*Text provided:*
=== Section Start ===

Where Were You When You Heard the News?

That question has been asked over and over again this past week as the 50th Anniversary of JFK’s death has been recognized. I realized that you have to be 55 to remember much of anything, I’m one that does remember. Just like our columnist  C..J. Woods in Words from Woods wrote in his column last week, I, too was in gym class when I heard the news. I was a freshman at Tech High School and when the announcement came over the loudspeaker, I was shocked like everyone else. I can remember as my classmates stood at the front door of the old gym waiting for the class bell to ring, the black girls in class started singing gospels — there wasn’t a dry eye in the place. It still brings tears to my eyes as I write this. It was so hard to believe that someone could do that to the leader of our country. John F. Kennedy was more than a president he was like a King – the King of Camelot. The Kennedy’s all seemed to be from a royal family, and that feeling I don’t think had ever been felt before by the American people.
That day, my mother was at her doctor’s clinic in Fountain Square getting a Vitamin B shot. She was anemic and run down and only weighted 106 lbs. She said the doctor’s office had a TV in the waiting room and everyone went a little crazy when they heard the awful news. Well six weeks later my mother contracted Hepatitis and was hospitalized for six weeks. She nearly died and we always suspended that the needle used to give her the Vitamin B shot was not cleaned properly (this was before disposable needles) and that could have been how she contracted the disease. The hepatitis became chronic and she lived with it for the next 35 years.
About 20 years ago, while in Dallas visiting my brother, I got to see the Kennedy Museum at the Book Depository. It was an amazing exhibit and a very moving experience.
The Kennedys had so much tragedy, I feel so sorry for Rose Kennedy living so long and having to endure such losses.

=== Section End ===

*Data below:*
=== Section Start ===

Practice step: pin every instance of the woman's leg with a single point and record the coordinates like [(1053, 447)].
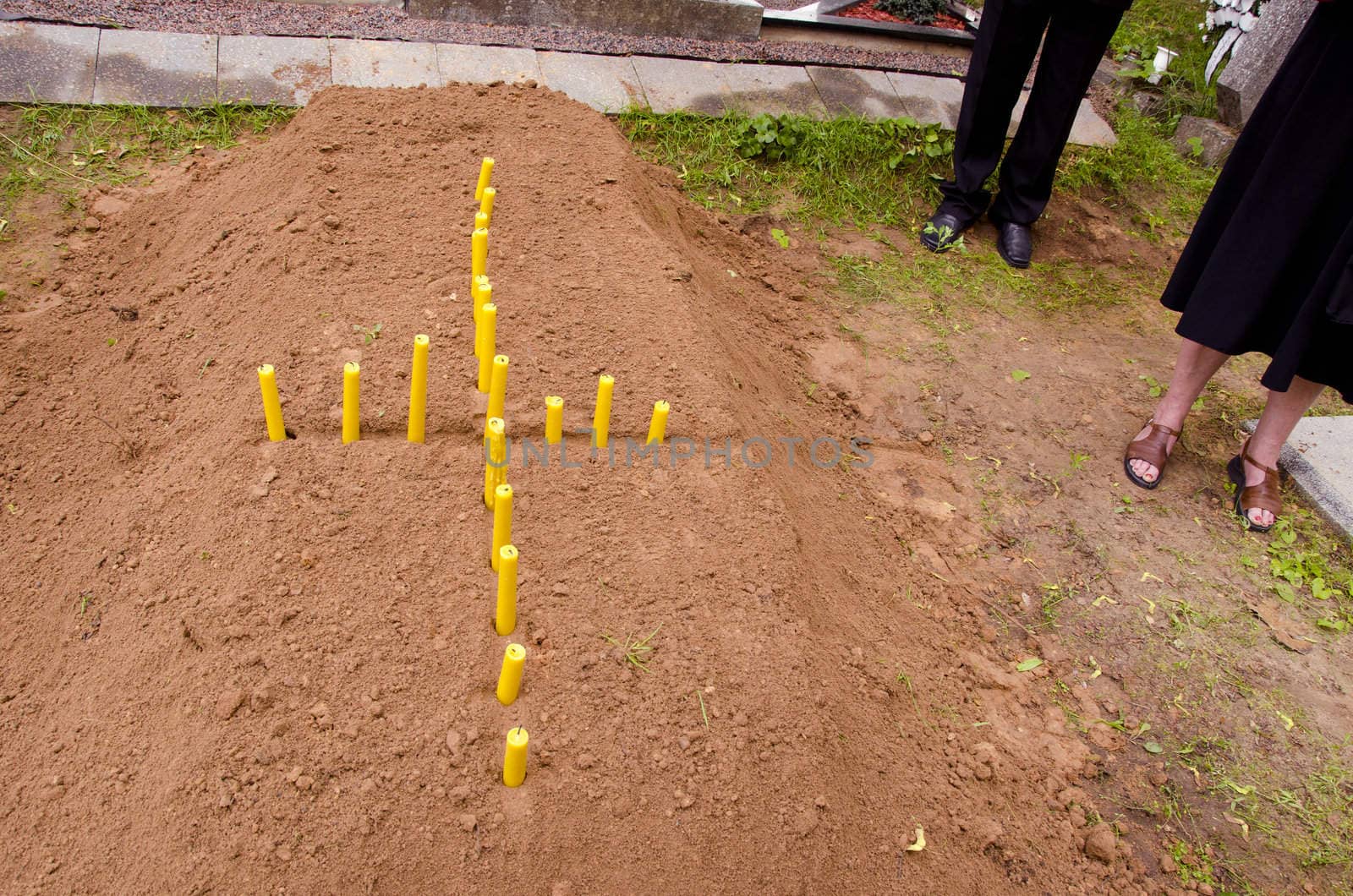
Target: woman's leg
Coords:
[(1192, 369), (1276, 423)]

=== Section End ===

*Task:*
In the remembrance of hearing about JFK's death, why did the family think the mother's hepatitis might have come from her visit to the doctor's clinic? Answer in one to three sentences.

*Exercise result:*
The family suspected that the needle used for her Vitamin B shot had not been cleaned properly, since this was before disposable needles. She contracted hepatitis six weeks after that shot.